⟨

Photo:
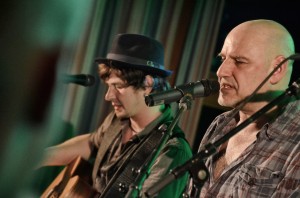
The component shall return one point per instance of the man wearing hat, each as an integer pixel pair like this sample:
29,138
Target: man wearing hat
133,68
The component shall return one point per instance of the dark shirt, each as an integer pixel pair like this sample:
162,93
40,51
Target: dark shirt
175,152
269,167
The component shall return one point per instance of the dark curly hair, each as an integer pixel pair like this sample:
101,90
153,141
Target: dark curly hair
131,76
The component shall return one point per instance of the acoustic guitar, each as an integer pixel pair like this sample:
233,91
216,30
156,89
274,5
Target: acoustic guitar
74,181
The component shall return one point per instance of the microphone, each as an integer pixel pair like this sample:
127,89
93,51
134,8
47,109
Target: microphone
195,89
80,79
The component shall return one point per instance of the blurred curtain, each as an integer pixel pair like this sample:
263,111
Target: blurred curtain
188,30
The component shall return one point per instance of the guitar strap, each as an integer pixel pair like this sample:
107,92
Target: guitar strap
126,174
112,133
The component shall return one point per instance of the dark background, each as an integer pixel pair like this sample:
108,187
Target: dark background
237,11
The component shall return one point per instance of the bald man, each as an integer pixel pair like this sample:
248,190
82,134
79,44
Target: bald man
263,159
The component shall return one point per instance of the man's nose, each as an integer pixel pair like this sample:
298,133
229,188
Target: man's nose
225,69
110,93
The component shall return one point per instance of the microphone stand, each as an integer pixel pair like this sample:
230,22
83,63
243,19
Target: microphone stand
144,171
201,174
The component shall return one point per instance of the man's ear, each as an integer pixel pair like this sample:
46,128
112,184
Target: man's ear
149,81
281,71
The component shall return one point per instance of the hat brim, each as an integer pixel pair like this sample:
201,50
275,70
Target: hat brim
146,68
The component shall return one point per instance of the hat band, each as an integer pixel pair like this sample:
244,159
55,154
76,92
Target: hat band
133,60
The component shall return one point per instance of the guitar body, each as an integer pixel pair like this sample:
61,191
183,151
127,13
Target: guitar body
74,181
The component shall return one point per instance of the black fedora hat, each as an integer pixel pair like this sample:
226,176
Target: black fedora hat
138,52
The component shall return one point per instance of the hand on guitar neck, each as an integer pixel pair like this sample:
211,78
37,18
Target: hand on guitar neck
74,181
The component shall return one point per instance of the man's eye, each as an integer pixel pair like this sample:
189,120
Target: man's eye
120,86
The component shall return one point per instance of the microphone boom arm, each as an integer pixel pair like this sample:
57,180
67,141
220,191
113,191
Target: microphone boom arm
200,175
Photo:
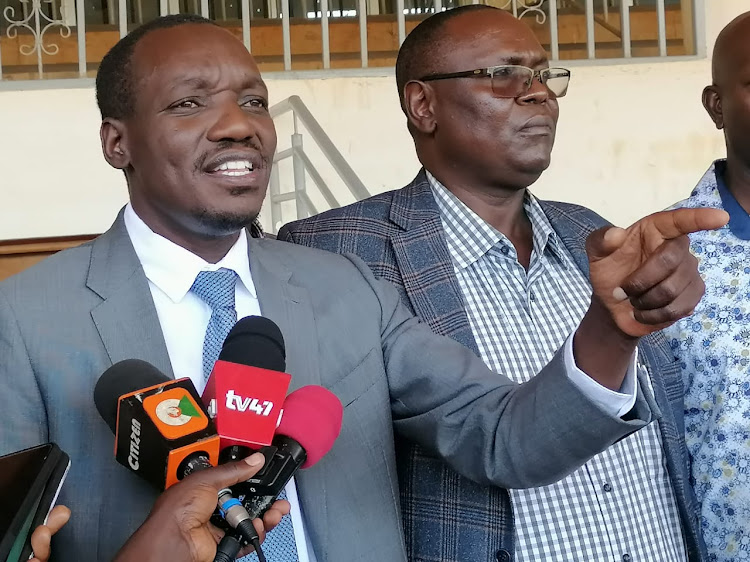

⟩

**DIRECTION:**
Can you reproduce every record above with each "component" swapped for "system", changing nothing else and leaving out the pictures?

**OUTPUT:**
Photo:
The system shall return one point per instance of the man wearing hat, each as an integer pixel pair like this sample:
29,138
Target: man wearing hat
133,68
The system shall return one point per instance of the dark shirt, each as an integer pixel pair like this sample:
162,93
40,51
Target: dark shirt
175,152
269,167
The system shall return one point per instance of the dark curly hair, each as an integer pixel pair like this sample:
101,90
153,141
Target: dark curly hair
131,76
The system shall return one point per instance of the acoustic guitar, each as an integer pixel pair like this sample:
233,91
216,30
156,89
274,5
Target: acoustic guitar
74,181
The system shall return one point per instance of the microphone, each as an integer pixel pair like this sample:
127,89
93,51
134,8
47,109
Target: microphone
195,89
80,79
The system shall return one point per instance of the blurred curtain, each as an integer pixel pair like this sample:
263,111
Target: blurred curtain
188,30
The system shall return one point per instance of the guitar strap, each as an integer pixel pair like this sample:
107,92
Target: guitar strap
126,174
112,133
The system shall return one point per instance of the dark background, each as an integer pixel pair like this sample:
108,187
Target: dark background
237,11
The system shall return one point per instance of the bald man, each as an integer pixel pair like this sample:
248,190
82,134
79,44
Target: bald man
263,159
The system shall return one point per instance of the man's nose, each as an integer pixel pair like this sample:
298,133
229,188
Target: man's nose
225,69
110,93
The system shall return one point per instance of the microphone stand, each as an integer pixel pair like this sample:
230,22
83,63
243,19
Target: microphone stand
144,171
201,174
The system shall return one point per instance of the man's ear, each as an integer pixel pair like this sample:
46,128
112,184
Target: man's ear
149,81
281,71
The system shall return one point per instance of the hat brim, each as an integer pixel pair like this sample:
201,50
275,70
Target: hat brim
146,68
The system shall return one point per instance of the hat band, each as an integer pixel pair like this sample:
244,159
55,154
76,92
Target: hat band
133,60
The system shall return one point per instance of the guitar body, each as an integer pixel pair like this sample:
61,191
183,151
127,13
Target: guitar body
74,181
The system shall return one point per instance of the black fedora hat, each as an integer pixel pair like this sample:
226,176
Target: black fedora hat
138,52
The system shall return one point per instance of the hand on guitar neck, each as an integer pixel pair like this sample:
211,78
37,18
Target: hand on guitar neck
74,181
The system shall return one point per instance of the man's eye, each as an integer pixel pair like this sample:
189,120
Target: man's eye
120,86
The system shall return one point per instance of the microphone boom arm, each as an integer pixel pair like this sample:
57,180
67,141
220,191
113,191
Target: microphone boom arm
200,175
Photo:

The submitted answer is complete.